>> begin INFORMATION SHOWN
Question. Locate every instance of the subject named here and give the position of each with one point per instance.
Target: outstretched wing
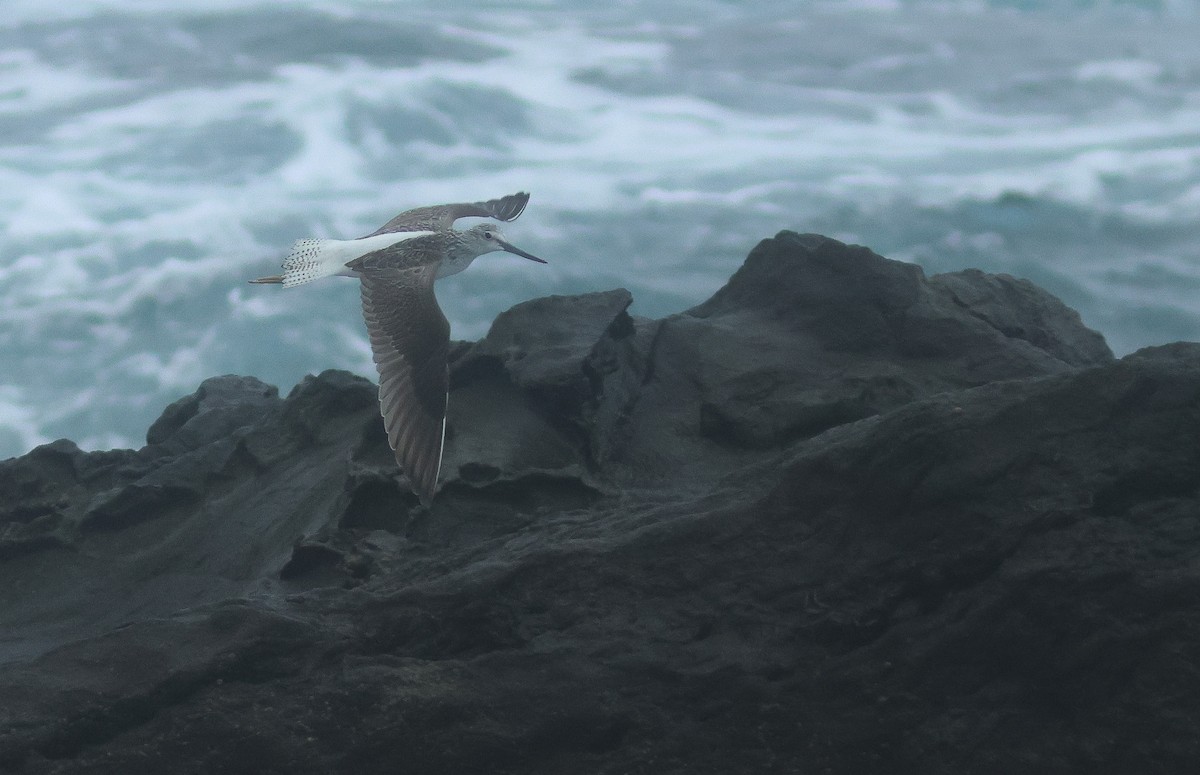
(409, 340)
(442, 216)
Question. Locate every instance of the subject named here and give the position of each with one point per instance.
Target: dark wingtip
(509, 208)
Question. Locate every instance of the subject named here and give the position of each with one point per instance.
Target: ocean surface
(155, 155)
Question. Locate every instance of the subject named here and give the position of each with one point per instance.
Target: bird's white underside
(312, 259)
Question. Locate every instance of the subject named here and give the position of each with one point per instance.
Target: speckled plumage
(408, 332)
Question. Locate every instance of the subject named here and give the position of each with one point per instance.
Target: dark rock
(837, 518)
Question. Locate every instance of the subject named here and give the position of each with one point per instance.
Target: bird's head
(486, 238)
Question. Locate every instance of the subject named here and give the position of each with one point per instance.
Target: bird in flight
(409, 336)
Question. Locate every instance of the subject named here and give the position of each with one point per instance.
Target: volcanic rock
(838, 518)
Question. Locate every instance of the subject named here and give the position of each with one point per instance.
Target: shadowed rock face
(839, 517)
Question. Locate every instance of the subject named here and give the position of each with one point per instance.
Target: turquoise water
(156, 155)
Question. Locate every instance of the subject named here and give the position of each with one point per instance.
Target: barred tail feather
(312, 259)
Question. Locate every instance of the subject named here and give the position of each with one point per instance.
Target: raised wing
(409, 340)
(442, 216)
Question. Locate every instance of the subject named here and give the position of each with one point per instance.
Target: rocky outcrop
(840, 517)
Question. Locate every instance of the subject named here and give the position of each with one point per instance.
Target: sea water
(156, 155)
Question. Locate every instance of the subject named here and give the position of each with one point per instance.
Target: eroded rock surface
>> end INFORMATION SHOWN
>> begin INFORMATION SHOWN
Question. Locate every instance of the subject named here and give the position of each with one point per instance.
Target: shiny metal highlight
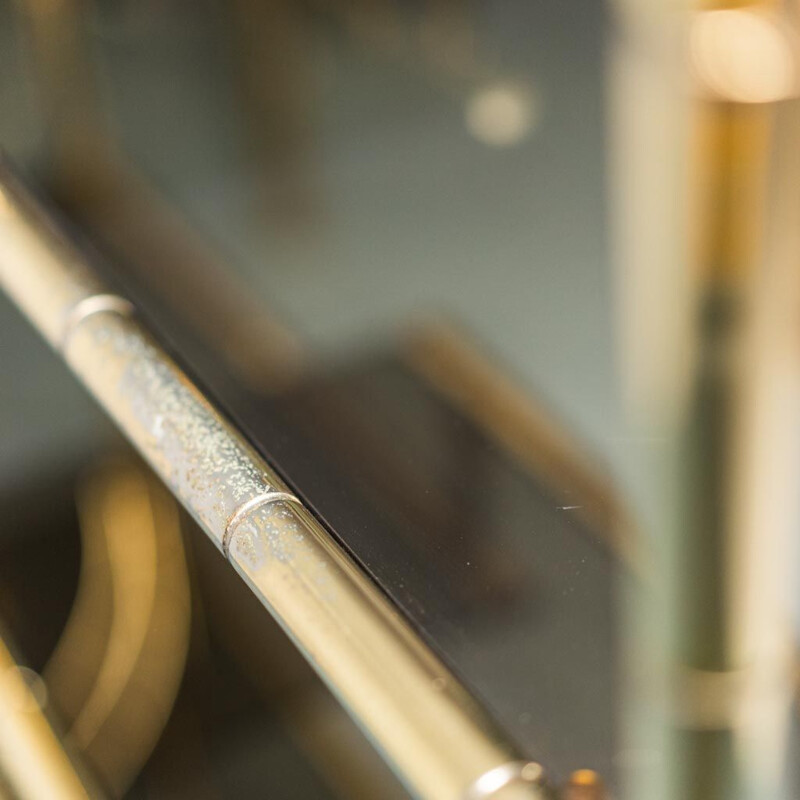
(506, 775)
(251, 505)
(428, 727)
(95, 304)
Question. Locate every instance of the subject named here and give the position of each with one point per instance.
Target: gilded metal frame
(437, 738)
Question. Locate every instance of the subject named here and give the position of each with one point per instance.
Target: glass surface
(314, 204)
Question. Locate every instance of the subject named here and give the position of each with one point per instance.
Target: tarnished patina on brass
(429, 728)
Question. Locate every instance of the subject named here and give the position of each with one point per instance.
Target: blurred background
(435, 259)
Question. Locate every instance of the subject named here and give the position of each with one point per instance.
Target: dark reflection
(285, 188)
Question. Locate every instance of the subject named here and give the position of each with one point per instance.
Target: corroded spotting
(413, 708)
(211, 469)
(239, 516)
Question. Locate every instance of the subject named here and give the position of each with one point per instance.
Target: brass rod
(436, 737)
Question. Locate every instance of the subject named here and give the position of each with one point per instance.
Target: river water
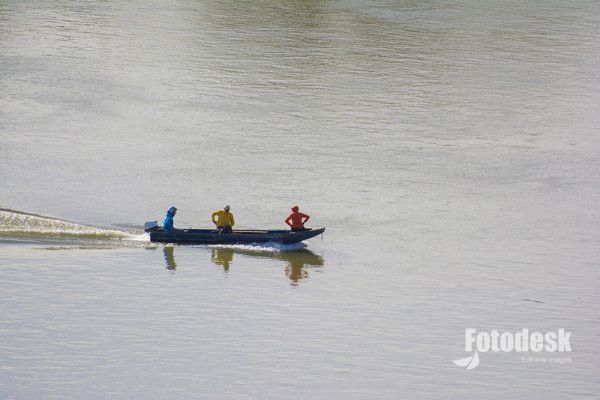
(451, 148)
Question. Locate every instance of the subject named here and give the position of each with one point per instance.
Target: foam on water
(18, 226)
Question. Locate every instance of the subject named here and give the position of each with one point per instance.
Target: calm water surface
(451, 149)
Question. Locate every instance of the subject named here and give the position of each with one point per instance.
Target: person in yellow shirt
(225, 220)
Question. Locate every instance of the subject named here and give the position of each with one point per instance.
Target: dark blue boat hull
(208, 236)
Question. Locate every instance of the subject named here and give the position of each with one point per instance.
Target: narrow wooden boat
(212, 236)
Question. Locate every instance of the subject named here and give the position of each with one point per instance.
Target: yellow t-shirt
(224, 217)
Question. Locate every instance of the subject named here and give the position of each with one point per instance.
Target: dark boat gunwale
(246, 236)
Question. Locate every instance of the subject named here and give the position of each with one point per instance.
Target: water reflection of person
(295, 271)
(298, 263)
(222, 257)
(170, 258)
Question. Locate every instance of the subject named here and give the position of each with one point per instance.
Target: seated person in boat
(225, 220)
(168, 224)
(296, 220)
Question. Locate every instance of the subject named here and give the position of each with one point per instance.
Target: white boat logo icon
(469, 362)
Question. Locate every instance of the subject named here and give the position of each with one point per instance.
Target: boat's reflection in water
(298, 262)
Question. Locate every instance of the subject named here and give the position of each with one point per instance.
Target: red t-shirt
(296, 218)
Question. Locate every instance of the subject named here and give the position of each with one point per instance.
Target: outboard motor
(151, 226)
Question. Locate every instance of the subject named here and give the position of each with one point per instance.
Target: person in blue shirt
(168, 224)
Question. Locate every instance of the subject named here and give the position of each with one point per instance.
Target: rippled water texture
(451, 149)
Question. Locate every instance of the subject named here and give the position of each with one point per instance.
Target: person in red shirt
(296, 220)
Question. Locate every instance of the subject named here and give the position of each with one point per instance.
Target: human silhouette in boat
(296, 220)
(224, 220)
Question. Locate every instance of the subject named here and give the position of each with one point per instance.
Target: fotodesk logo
>> end INFORMATION SHOWN
Filter the lines above and copy out each one that contains the string "white", matching case exactly.

ANSWER TO THIS TASK
Target: bird's white underside
Target: white boat logo icon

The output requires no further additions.